■ **ACTIVITY**:
Only those lines in the data below from the line containing "Target: green shirt" through the line containing "Target: horse hoof", both included, should be restated word for word.

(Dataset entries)
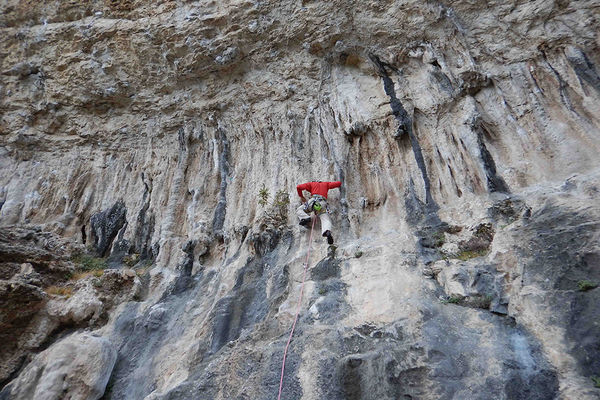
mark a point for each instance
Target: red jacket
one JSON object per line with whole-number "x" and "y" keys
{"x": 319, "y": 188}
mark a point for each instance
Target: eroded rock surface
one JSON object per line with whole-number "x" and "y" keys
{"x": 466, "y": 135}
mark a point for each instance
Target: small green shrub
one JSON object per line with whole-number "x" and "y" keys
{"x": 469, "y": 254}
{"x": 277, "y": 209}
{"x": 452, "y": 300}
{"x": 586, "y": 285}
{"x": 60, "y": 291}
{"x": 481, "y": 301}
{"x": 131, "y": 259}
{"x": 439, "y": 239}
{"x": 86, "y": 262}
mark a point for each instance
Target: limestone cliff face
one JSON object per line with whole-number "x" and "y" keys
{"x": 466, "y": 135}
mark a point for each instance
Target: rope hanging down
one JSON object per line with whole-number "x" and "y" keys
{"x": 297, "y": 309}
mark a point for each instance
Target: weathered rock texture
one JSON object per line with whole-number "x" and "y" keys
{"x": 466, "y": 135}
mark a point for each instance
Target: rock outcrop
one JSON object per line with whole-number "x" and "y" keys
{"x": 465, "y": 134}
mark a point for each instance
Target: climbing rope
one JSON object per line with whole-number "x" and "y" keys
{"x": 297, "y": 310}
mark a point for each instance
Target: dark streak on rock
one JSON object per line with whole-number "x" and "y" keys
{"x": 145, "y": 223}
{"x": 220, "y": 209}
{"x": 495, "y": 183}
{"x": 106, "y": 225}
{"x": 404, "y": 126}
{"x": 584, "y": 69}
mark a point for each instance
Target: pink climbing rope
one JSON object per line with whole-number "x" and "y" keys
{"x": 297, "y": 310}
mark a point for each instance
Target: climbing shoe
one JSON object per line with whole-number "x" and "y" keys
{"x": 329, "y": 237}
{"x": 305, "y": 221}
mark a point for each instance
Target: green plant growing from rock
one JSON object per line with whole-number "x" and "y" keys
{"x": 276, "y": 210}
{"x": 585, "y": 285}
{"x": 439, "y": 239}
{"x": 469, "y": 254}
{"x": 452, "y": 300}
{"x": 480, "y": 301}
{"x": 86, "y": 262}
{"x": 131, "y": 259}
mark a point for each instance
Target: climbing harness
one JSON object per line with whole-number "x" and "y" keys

==

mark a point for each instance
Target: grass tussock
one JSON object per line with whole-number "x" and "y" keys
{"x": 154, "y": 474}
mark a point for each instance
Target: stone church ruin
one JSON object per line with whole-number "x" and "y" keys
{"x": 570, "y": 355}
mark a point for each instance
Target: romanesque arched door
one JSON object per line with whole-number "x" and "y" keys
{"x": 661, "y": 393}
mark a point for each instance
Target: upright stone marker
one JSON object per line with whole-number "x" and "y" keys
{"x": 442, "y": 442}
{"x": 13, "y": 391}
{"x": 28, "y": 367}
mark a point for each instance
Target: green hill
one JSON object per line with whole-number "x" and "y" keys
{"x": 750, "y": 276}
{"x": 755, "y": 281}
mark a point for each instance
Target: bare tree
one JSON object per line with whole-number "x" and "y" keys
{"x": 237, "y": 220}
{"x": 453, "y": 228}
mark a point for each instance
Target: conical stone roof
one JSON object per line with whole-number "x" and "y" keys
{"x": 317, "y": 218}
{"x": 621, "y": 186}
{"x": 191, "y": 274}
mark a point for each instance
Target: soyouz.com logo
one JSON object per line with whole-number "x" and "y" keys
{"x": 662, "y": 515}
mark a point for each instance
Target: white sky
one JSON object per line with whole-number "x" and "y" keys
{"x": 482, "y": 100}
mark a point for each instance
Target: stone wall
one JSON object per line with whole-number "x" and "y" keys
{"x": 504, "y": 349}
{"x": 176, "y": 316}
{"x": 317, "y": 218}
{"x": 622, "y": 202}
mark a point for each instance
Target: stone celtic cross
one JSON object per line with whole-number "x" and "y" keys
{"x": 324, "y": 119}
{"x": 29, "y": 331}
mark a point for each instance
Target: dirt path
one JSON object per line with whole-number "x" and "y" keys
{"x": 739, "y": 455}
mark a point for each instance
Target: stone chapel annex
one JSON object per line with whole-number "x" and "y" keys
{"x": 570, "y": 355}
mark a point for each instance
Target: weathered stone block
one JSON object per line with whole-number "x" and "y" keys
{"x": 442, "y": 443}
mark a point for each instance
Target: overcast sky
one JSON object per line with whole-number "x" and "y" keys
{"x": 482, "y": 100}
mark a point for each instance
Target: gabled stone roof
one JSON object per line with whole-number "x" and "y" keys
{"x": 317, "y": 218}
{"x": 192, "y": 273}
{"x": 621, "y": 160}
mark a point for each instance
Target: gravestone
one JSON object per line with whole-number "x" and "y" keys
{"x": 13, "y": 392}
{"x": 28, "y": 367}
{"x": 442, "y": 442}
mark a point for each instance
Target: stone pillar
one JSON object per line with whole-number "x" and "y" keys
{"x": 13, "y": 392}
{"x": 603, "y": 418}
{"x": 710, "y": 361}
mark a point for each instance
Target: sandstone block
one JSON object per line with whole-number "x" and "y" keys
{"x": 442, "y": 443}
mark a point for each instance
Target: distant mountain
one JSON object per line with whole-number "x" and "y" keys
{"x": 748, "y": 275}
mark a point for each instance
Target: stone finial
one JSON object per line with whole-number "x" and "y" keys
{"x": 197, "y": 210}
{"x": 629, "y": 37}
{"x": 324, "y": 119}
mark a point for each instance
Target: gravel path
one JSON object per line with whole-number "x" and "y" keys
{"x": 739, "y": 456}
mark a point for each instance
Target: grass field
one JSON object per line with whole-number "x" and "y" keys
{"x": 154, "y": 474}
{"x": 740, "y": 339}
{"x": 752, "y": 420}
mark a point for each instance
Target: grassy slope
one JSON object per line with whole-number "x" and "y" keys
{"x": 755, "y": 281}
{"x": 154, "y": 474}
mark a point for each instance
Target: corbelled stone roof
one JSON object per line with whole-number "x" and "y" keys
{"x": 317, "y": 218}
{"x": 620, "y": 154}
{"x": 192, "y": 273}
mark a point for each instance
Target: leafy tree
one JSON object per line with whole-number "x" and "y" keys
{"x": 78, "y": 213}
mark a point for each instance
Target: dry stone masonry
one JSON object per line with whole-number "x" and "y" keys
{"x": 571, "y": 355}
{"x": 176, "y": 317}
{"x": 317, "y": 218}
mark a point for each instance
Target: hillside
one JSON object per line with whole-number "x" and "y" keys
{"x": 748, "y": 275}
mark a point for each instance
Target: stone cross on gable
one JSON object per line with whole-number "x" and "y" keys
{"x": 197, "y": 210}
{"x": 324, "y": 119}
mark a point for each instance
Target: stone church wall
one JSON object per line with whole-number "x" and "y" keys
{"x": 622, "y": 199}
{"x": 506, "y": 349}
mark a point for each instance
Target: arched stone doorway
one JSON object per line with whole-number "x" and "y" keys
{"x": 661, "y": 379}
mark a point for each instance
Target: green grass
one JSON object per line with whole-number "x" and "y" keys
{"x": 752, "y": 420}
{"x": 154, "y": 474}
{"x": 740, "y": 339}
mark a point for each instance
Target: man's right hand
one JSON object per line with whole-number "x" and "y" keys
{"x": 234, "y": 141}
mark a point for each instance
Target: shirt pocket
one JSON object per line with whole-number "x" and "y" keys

...

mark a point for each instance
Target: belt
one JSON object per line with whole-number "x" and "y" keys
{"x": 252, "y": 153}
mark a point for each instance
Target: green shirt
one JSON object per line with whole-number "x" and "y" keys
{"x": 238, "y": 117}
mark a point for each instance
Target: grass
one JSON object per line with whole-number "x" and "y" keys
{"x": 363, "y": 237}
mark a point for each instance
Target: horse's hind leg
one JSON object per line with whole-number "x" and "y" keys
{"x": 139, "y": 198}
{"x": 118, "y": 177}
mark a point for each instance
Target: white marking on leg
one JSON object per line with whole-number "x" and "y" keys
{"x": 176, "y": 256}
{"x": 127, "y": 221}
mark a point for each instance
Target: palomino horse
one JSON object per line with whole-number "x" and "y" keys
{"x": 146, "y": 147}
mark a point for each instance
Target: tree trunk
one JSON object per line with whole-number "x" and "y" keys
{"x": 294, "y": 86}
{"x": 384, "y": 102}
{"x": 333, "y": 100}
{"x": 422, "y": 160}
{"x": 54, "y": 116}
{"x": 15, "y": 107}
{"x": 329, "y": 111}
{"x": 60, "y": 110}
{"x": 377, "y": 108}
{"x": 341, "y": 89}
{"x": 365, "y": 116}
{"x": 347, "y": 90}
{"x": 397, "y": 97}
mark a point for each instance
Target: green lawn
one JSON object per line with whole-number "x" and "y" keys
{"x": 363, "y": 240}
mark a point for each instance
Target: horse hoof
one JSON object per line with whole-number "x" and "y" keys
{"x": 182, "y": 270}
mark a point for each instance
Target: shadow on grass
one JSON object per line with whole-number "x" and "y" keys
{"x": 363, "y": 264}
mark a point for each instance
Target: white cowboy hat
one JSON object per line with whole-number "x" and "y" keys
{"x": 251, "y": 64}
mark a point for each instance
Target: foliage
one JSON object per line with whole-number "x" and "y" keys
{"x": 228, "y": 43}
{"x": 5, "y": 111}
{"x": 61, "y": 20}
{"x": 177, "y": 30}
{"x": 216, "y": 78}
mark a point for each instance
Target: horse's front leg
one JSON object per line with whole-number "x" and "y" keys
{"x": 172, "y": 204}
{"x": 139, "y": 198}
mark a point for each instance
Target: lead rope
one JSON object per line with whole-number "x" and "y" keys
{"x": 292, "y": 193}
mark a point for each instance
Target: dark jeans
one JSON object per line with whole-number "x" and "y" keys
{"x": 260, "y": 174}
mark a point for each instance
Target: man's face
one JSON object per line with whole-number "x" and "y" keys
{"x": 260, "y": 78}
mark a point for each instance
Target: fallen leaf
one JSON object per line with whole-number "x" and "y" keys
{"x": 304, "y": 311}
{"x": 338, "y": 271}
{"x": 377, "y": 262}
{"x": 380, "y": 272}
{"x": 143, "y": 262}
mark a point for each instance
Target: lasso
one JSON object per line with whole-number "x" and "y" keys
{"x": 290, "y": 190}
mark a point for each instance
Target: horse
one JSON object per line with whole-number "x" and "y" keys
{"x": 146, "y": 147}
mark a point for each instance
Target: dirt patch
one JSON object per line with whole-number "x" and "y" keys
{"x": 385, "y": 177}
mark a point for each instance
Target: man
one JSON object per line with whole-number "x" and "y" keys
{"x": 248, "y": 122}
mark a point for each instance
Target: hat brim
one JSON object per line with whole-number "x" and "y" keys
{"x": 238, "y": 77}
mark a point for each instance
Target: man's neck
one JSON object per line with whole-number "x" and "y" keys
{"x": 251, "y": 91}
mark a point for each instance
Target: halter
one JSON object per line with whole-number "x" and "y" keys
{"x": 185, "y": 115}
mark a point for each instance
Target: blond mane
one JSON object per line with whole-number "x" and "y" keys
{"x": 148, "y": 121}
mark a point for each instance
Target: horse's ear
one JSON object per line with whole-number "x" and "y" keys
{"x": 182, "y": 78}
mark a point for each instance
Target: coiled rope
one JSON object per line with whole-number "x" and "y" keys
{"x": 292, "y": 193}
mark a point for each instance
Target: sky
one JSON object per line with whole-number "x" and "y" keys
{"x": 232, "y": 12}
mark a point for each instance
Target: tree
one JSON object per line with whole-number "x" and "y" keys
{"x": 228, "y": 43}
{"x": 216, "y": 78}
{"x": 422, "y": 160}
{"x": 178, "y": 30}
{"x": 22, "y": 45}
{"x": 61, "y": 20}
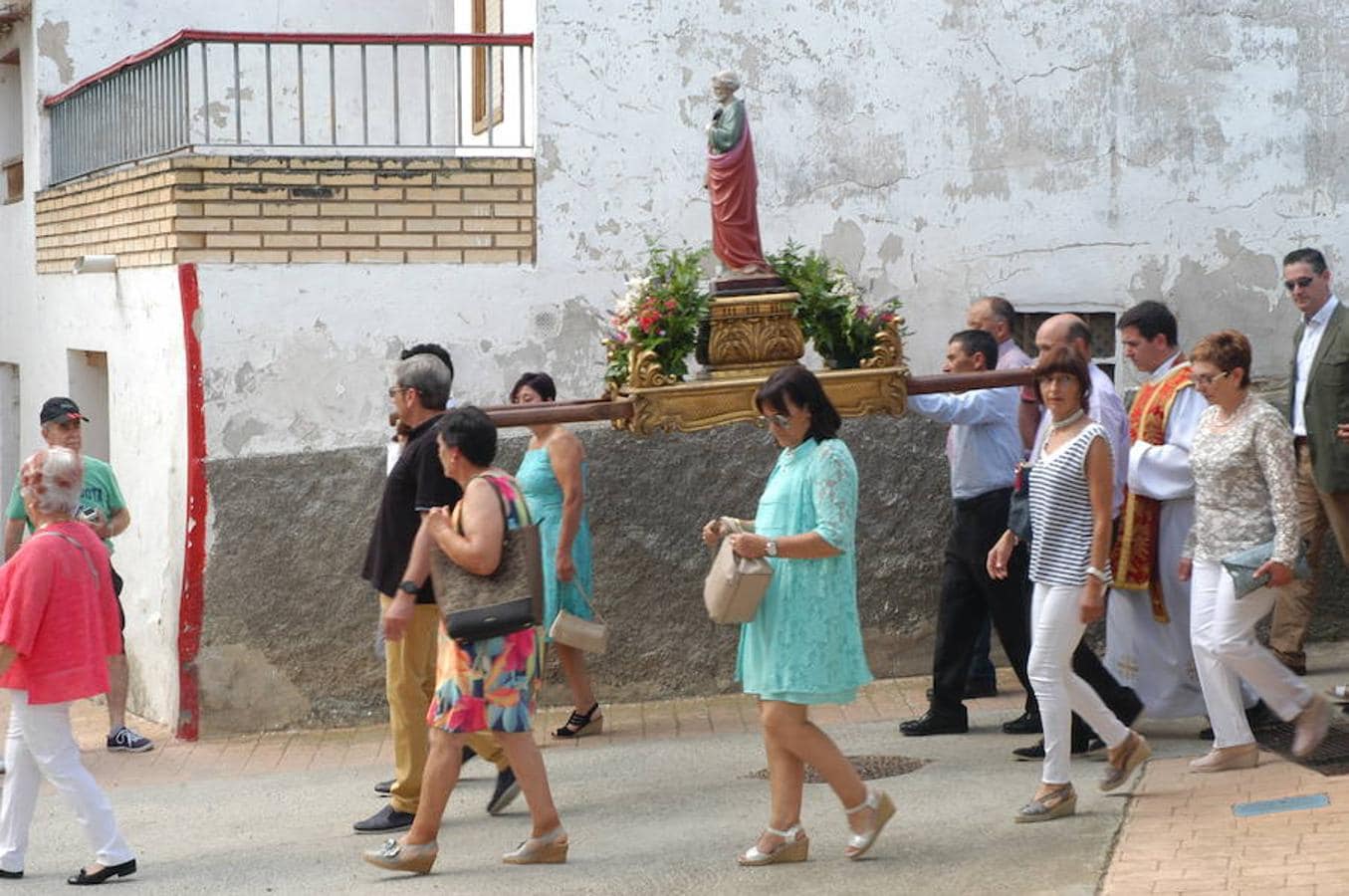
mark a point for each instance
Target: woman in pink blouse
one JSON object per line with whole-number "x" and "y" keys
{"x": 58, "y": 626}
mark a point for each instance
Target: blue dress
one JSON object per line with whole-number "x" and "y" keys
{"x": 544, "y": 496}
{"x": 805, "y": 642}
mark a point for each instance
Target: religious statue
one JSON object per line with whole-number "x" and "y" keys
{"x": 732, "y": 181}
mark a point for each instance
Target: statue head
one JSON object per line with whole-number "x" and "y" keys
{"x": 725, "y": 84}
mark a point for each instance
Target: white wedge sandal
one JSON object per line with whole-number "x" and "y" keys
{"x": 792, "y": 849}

■ **WRITTEN RESPONSE**:
Target: green shirt
one JSON object per line with whole-number "x" and "y" keys
{"x": 238, "y": 117}
mark a point for each instance
Target: grass
one JSON object per line with whole-number "x" and "y" keys
{"x": 363, "y": 237}
mark a point for each instance
Target: horse's hind leg
one JSON object per line with whole-number "x" and "y" keys
{"x": 139, "y": 198}
{"x": 118, "y": 177}
mark a point for each instance
Target: white marking on leg
one JSON object per line with whole-number "x" and "y" keys
{"x": 176, "y": 256}
{"x": 127, "y": 221}
mark a point for each instance
Target: palomino horse
one JSON object per line with whole-number "x" and "y" keys
{"x": 146, "y": 147}
mark a point for each instance
Target: tree trunk
one JSON object per line with whole-number "x" and "y" keys
{"x": 294, "y": 86}
{"x": 384, "y": 102}
{"x": 333, "y": 100}
{"x": 422, "y": 160}
{"x": 54, "y": 116}
{"x": 15, "y": 107}
{"x": 329, "y": 111}
{"x": 60, "y": 110}
{"x": 377, "y": 108}
{"x": 341, "y": 89}
{"x": 365, "y": 116}
{"x": 347, "y": 90}
{"x": 397, "y": 97}
mark a point for each instance
Target: green lawn
one JSON object per line with whole-number "x" and "y" keys
{"x": 363, "y": 240}
mark a point for each instance
Target: horse hoof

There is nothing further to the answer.